Write the material out again in full, exactly.

— START —

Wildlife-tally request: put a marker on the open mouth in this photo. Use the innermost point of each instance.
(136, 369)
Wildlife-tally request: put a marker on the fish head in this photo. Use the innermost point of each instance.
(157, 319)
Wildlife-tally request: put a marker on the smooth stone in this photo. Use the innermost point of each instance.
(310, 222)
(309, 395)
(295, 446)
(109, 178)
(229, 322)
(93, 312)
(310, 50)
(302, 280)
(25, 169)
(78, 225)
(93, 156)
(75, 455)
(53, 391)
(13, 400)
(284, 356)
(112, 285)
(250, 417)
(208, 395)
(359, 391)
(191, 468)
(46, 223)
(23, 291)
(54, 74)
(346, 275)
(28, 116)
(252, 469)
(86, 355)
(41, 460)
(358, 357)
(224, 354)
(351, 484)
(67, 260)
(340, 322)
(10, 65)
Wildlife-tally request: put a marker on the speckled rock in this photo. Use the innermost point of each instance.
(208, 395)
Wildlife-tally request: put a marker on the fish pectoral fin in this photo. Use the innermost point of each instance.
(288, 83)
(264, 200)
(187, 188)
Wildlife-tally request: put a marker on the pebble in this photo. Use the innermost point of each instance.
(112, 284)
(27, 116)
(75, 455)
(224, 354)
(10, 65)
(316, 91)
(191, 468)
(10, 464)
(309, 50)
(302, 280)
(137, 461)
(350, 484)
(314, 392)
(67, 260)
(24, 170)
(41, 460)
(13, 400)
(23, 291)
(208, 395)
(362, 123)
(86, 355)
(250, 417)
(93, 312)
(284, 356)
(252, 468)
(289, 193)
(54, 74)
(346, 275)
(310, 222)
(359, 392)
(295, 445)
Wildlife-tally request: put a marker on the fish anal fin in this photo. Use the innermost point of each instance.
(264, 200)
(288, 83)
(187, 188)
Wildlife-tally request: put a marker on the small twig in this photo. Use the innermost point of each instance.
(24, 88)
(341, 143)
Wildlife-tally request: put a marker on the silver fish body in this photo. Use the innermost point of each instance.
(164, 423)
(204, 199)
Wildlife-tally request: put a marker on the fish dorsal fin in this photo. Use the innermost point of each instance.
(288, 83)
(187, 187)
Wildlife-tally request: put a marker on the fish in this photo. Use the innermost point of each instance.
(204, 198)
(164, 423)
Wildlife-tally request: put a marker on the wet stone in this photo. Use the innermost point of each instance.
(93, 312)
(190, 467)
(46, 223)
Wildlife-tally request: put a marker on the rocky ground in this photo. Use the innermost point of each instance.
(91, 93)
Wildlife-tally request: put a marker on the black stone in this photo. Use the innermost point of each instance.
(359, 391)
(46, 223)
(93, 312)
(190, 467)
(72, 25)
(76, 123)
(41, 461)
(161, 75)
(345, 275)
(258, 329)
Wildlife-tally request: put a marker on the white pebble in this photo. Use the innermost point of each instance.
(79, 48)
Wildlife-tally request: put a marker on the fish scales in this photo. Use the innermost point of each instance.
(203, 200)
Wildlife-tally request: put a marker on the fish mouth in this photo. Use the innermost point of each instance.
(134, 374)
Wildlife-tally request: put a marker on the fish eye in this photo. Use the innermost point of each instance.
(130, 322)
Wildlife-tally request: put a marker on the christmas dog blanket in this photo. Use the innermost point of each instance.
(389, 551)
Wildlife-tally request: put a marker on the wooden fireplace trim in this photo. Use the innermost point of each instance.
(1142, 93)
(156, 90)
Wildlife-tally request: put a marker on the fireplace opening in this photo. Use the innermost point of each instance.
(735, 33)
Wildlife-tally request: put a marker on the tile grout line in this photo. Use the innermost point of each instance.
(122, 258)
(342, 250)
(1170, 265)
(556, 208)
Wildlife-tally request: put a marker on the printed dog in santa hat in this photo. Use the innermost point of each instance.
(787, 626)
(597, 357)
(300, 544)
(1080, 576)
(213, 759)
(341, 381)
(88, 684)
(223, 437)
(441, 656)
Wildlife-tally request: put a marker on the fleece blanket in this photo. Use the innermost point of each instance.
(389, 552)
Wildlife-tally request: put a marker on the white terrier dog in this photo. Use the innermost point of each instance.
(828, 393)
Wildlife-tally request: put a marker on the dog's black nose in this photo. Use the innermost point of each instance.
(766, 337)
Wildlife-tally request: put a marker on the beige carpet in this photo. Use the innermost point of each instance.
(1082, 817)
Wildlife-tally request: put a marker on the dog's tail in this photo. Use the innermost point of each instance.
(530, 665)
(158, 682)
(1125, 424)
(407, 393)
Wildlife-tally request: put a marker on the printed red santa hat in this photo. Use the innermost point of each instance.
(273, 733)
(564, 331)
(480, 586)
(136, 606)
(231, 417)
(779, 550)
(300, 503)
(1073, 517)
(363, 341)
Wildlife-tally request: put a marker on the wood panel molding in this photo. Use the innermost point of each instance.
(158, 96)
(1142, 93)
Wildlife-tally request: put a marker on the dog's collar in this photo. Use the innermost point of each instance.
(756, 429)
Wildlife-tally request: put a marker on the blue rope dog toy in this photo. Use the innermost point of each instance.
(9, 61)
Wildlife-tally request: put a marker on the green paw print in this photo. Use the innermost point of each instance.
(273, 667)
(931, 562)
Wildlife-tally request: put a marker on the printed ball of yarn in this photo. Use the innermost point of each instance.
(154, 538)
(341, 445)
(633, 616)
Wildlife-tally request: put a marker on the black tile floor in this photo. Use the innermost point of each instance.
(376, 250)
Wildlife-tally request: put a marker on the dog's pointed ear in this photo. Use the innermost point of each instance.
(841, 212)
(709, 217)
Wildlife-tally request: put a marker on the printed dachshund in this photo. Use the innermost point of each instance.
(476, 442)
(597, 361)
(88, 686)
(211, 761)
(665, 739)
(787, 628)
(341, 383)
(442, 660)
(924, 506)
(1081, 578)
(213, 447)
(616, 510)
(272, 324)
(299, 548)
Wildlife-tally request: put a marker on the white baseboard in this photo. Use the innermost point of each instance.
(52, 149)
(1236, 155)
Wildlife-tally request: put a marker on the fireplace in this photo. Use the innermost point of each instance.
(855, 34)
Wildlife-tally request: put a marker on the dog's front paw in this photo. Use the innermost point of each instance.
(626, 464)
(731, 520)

— END —

### OUTPUT OF THE TASK
Wildlife-tally request: put a marker on the open mouth in this photo. Use the innermost point of each instance.
(136, 369)
Wildlife-tally request: put a marker on the fish head in this photo. Use the innermost point of each instance.
(157, 319)
Wildlife-tally request: put a marker on the smooth stone in this photo. Use the innermost point of each instance.
(310, 222)
(309, 395)
(295, 446)
(109, 178)
(229, 322)
(93, 312)
(310, 50)
(302, 280)
(25, 169)
(78, 225)
(93, 156)
(75, 455)
(53, 391)
(13, 400)
(284, 356)
(112, 285)
(250, 417)
(208, 395)
(359, 391)
(191, 468)
(46, 223)
(23, 291)
(54, 74)
(346, 275)
(28, 116)
(252, 469)
(86, 355)
(41, 460)
(358, 357)
(224, 354)
(351, 484)
(67, 260)
(340, 322)
(10, 65)
Wildlife-tally request: put a marker on the speckled rock in this photo. Use the innermost point of each instance.
(208, 395)
Wildlife-tally request: put a marker on the fish pectoral fin in this photo. Use the innermost point of each instance.
(288, 83)
(264, 200)
(187, 188)
Wildlife-tally request: put a marker on the pebble in this photo. Use the innermost point of each instance.
(112, 284)
(27, 116)
(75, 455)
(224, 354)
(10, 65)
(316, 91)
(191, 468)
(10, 464)
(309, 50)
(302, 280)
(137, 461)
(350, 484)
(314, 392)
(67, 260)
(24, 170)
(41, 460)
(13, 400)
(23, 291)
(208, 395)
(362, 123)
(86, 355)
(250, 417)
(93, 312)
(284, 356)
(252, 468)
(289, 193)
(54, 74)
(346, 275)
(310, 222)
(359, 392)
(295, 445)
Wildlife-tally request: put a marker on the fish anal fin in this photo. Use the innermost point of each instance.
(264, 200)
(288, 83)
(187, 188)
Wildlife-tally request: put a marker on the small twig in this photo. Use the innermost point of each instance.
(24, 88)
(341, 143)
Wildlife-tally request: put a marker on the silver fish body in this photo. Use the innermost point of each instance.
(164, 423)
(204, 199)
Wildlife-tally request: put a marker on the fish dorsal fin in this photo. Use the innermost point of each instance.
(288, 83)
(187, 187)
Wildlife-tally request: put a marker on the fish in this photo. Use the innermost point of each instance.
(204, 198)
(164, 423)
Wildlife-tally request: put a marker on the wet stone in this photo. Use the innermost point of each instance.
(93, 312)
(190, 467)
(46, 223)
Wildlife-tally request: put a marker on the rocky ground in this photo. Use the innermost point of each instance.
(91, 93)
Wildlife-tally request: put a marker on the black stone in this photo. Use the innermost point of each instance.
(359, 391)
(46, 223)
(93, 312)
(190, 467)
(72, 25)
(76, 123)
(41, 461)
(161, 75)
(345, 275)
(258, 329)
Wildlife-tally request: put a marker on the white pebble in this photo. Use the innermost point of each instance.
(79, 48)
Wildlife-tally request: put a marker on the fish scales in this photo. Use the innermost point of each instance.
(203, 200)
Wildlife-tally request: put a marker on the fish mouth in this photo. Use the innermost point of each instance.
(134, 374)
Wildlife-tally request: put a marker on the fish eye in this photo. Use the innermost point of each instance.
(130, 322)
Wildlife-tally request: put a marker on the christmas dog blanket in this photo. Use the innermost point of each instance.
(389, 551)
Wildlife-tally request: put a marker on the wooden fireplace trim in this photo. Use the innermost point of each instance.
(1142, 93)
(156, 90)
Wildlife-tally request: put a marker on the fireplace opening in this photo. Use the innermost point of each instance.
(735, 33)
Wildlife-tally request: put a marker on the tile grout line in this photo. Use the innermost point of each instance.
(122, 258)
(342, 250)
(1170, 265)
(556, 208)
Wildlife-tally request: put a marker on the printed dog in santa hat in this photo. Use the innermost point of each instance.
(787, 626)
(597, 357)
(300, 544)
(1080, 576)
(213, 759)
(341, 381)
(88, 684)
(223, 437)
(441, 656)
Wildlife-tally request: put a marker on the fleece blanket in this photo. Use the innermost point of each instance.
(389, 552)
Wildlife-tally request: put a marker on the white terrier dog in this photo. Use the innermost point of each instance.
(828, 393)
Wildlife-tally request: put a marker on the dog's black nose in this photo. Use the innermost point of each instance.
(766, 337)
Wildlife-tally request: put a marker on the beige carpet in this photo. Use the innermost point of each instance.
(1082, 817)
Wildlife-tally request: put a marker on the dog's tail in this photo. Use the innermost point of each instance.
(530, 665)
(158, 682)
(1125, 424)
(407, 393)
Wildlife-tally request: put a marker on the printed red santa hat in this photo. Use the innermost point of each instance.
(273, 733)
(564, 331)
(480, 586)
(136, 606)
(231, 417)
(779, 550)
(300, 503)
(1073, 517)
(363, 341)
Wildlife-tally request: put a marker on the wood panel molding in this photo. Use the innermost point of each instance.
(158, 96)
(1142, 93)
Wildlife-tally request: put a marker on the dog's collar in this photo. Use the innermost point of each instance.
(756, 429)
Wildlife-tally request: put a marker on the blue rope dog toy in this photo. Use the innermost point of each instance.
(9, 61)
Wildlife-tally request: put a marker on the green paw print in this photo. Use the innermost point of each instance.
(273, 667)
(931, 562)
Wildlife-tally request: put a marker on the printed ball of yarn in this photo. Use the innermost point of each instance.
(154, 538)
(341, 445)
(633, 616)
Wildlife-tally request: put a marker on the black tile floor in this photo. Use the innermost point of each instance.
(376, 250)
Wildlife-tally request: put a marker on the dog's pointed ear in this photo. Use the innermost point of each instance.
(841, 212)
(709, 217)
Wildlife-tally request: put a marker on the printed dachshund in this photo. Use the innermost point of each instance.
(476, 442)
(597, 361)
(88, 686)
(211, 761)
(665, 739)
(787, 628)
(341, 383)
(442, 660)
(924, 506)
(1081, 578)
(213, 447)
(616, 510)
(272, 324)
(299, 548)
Wildlife-tally request: put a marker on the white baseboard in this photo. Use the innermost point of each instance.
(52, 149)
(1236, 155)
Wildlife-tally request: put a marker on the fireplace in this photo. Use the innermost point of each instance.
(855, 34)
Wildlife-tally request: put a marker on the dog's front paw in this photo. Use the innermost point of each instance.
(626, 464)
(731, 520)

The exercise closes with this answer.